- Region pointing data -
::::::::::

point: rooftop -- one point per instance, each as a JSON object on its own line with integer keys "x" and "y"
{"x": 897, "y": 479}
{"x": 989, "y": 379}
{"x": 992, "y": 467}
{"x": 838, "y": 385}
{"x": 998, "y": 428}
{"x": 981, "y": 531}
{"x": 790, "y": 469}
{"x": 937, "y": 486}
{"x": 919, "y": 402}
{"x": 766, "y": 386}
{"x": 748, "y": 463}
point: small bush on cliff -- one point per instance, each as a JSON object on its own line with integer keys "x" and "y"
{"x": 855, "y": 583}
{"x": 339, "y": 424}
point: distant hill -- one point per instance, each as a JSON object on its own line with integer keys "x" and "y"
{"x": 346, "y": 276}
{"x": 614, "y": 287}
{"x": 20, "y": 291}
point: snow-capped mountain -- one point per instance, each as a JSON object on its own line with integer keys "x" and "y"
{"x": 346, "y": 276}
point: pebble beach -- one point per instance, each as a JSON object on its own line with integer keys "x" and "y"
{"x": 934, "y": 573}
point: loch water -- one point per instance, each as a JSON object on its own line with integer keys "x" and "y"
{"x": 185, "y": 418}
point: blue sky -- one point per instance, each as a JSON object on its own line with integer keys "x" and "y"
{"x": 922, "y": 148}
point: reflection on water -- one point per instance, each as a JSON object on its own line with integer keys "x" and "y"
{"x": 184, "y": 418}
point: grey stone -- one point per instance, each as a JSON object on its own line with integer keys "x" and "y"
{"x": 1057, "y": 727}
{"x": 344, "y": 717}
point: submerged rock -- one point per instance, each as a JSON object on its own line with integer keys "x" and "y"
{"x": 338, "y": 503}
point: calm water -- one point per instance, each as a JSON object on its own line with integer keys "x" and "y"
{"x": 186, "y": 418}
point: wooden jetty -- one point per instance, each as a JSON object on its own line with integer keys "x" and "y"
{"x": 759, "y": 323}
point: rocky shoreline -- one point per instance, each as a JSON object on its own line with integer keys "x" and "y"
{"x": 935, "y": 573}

::::::::::

- ASSIGNED TASK -
Only the lines from the one containing "point: submerged rock" to the end of the data should be printed, exactly as they stand.

- ANSWER SPACE -
point: submerged rock -- one point per instance, each as a JSON object on its own line with integer keys "x" and "y"
{"x": 338, "y": 503}
point: calm water -- one point per instance, each as a JSON object on its own line with integer keys "x" and "y"
{"x": 186, "y": 418}
point: wooden jetty -- one point per instance, each as a JSON object on its own line with integer keys "x" and "y"
{"x": 759, "y": 323}
point: rocky shoreline -- one point per instance, each as a JSON object on its own line with integer keys "x" and "y"
{"x": 935, "y": 573}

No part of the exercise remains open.